■ What to work on:
Repeat word for word everything in the blog post from "Friday, August 3, 2007" down to "be fun, regardless.".

■ Reading text:

So, it was an action packed weekend full of adventures and lessons learned - some the hard way, some not. Up next: Two weeks of peak and then taper. Lake St. Louis is looming in the distance and I'm going to try to grab this race by the short hairs and . . . um . . . finish. Be careful out there!

Friday, August 3, 2007

Bustin' Some Ass in the 'Lou

So, how cool is this - Little Miss Runner Pants is coming to the 'Lou this weekend and we are meeting up for a relaxing jog in the park. Hah! Relaxing jog. We'll be out there bustin' our newbie tri butts, loggin' some miles and catchin' up - or, what do you call it when you haven't actually met someone, but you've been reading their blog for months? Anyway, I'm so pysched - this chic cracks me up on a daily basis and I can only hope that I don't come off as some boring, suburbia, thirty-something mom type trying to hang onto her youth by imagining herself as a triathlete. Hmmm. A little glimpse into the inferiorty complex of yours truly. That's worse than seeing me neked.

For sure she'll learn the truth to destroy her false perception that I'm "speedy". Not for an hour plus, I'm not. It'll be fun, regardless.

Thankfully, she turned down my invitation to Master's Swim so she won't be able to report how incredibly SLOW I am in the water. Though, that could change as soon as tonight - I'm going to an extra special three hour Total Immersion swim clinic tonight - so I expect some major miracles to occur. I'll probably be swimming 1:20/100m by tomorrow. Just wait. But don't hold your breath. That could be . . . bad.

So, super exciting weekend on the books for me! Have a safe and happy one, y'all - and be careful out there (but not too careful)!

Thursday, August 2, 2007

You Don't Know Your Own Strength

Our friend Vickie said this in her comment on my recent 10K. And she's right. I don't know my own strength - niether do many of us. So many things I never thought I would be capable of, suddenly, I am.

[Saved entries]
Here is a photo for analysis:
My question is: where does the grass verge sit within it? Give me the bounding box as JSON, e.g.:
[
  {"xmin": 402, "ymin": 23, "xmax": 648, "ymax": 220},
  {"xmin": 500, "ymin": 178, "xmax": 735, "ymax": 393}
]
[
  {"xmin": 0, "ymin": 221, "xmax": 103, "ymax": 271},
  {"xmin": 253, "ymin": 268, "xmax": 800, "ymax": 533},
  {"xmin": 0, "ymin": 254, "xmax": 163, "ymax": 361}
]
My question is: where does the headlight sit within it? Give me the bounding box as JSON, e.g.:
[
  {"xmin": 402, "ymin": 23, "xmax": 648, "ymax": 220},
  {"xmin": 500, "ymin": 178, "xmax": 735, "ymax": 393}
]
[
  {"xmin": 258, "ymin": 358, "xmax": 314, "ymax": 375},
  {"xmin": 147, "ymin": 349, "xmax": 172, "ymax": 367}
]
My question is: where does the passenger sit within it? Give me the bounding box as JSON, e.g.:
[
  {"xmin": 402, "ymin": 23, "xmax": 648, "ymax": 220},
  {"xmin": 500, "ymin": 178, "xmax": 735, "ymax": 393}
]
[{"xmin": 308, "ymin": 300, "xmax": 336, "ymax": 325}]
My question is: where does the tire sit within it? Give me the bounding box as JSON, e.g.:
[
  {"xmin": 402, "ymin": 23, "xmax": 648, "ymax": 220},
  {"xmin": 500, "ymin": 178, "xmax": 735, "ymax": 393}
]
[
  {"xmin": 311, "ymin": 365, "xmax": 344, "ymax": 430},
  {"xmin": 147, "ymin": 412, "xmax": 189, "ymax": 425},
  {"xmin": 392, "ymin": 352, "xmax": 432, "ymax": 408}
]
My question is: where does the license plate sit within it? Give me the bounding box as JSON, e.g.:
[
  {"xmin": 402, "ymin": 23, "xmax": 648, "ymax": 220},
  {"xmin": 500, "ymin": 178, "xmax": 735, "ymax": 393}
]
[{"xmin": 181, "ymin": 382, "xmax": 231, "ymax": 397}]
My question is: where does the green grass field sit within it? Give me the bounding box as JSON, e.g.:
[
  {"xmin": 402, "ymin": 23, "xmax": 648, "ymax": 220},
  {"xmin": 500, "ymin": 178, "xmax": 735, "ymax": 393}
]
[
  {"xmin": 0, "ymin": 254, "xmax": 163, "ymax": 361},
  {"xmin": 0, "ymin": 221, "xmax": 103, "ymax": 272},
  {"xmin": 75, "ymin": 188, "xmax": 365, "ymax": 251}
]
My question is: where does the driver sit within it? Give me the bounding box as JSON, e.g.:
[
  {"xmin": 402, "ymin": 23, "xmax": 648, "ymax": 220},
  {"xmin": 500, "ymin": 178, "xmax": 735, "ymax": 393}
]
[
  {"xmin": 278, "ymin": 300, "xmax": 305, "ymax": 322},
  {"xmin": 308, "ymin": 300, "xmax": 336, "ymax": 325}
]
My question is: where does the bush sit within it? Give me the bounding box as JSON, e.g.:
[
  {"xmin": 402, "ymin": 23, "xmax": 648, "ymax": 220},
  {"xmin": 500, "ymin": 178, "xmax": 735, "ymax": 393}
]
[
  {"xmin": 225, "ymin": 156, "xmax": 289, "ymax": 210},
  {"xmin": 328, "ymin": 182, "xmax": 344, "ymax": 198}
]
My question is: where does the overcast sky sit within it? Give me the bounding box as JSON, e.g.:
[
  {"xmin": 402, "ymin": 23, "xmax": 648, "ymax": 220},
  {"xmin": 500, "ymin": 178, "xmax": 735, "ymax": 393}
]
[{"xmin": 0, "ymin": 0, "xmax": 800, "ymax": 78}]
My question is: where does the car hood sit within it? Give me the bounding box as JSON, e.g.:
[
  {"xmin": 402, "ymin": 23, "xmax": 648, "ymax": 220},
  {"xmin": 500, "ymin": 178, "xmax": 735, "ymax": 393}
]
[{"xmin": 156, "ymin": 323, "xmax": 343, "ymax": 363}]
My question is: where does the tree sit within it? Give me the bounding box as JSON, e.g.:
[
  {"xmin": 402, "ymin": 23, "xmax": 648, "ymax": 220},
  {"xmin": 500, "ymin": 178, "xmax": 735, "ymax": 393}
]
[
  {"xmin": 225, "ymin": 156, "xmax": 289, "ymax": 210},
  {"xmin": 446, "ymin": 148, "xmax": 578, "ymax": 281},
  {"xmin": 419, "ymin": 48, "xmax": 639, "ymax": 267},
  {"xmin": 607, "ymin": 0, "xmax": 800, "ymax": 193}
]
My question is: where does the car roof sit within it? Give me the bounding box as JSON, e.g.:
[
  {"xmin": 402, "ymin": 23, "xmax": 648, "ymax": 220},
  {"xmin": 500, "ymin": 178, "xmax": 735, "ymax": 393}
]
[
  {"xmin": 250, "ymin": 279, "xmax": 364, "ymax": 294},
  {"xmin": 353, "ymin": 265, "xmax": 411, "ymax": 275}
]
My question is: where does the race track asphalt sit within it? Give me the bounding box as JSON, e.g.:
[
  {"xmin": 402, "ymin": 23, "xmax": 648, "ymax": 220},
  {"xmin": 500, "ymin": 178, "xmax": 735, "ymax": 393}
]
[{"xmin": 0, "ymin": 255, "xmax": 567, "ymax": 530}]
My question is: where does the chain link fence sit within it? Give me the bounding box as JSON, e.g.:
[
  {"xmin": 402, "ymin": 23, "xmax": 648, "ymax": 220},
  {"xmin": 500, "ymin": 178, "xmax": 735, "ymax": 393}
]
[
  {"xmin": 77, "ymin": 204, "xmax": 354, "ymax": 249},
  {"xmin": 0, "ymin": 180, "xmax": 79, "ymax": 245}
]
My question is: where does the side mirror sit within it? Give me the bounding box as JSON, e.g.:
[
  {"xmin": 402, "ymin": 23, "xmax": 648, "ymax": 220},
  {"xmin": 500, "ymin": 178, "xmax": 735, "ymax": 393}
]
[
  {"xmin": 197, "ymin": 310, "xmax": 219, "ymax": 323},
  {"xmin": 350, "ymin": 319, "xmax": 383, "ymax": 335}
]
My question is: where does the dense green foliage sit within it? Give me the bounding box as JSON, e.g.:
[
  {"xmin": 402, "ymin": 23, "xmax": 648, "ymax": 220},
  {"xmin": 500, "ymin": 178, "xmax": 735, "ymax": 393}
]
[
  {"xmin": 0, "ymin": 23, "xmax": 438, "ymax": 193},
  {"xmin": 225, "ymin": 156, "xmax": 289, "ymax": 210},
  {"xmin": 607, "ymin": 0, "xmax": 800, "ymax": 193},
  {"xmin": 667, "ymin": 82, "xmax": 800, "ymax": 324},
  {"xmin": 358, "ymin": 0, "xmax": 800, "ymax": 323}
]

■ Task answer:
Friday, August 3, 2007

Bustin' Some Ass in the 'Lou

So, how cool is this - Little Miss Runner Pants is coming to the 'Lou this weekend and we are meeting up for a relaxing jog in the park. Hah! Relaxing jog. We'll be out there bustin' our newbie tri butts, loggin' some miles and catchin' up - or, what do you call it when you haven't actually met someone, but you've been reading their blog for months? Anyway, I'm so pysched - this chic cracks me up on a daily basis and I can only hope that I don't come off as some boring, suburbia, thirty-something mom type trying to hang onto her youth by imagining herself as a triathlete. Hmmm. A little glimpse into the inferiorty complex of yours truly. That's worse than seeing me neked.

For sure she'll learn the truth to destroy her false perception that I'm "speedy". Not for an hour plus, I'm not. It'll be fun, regardless.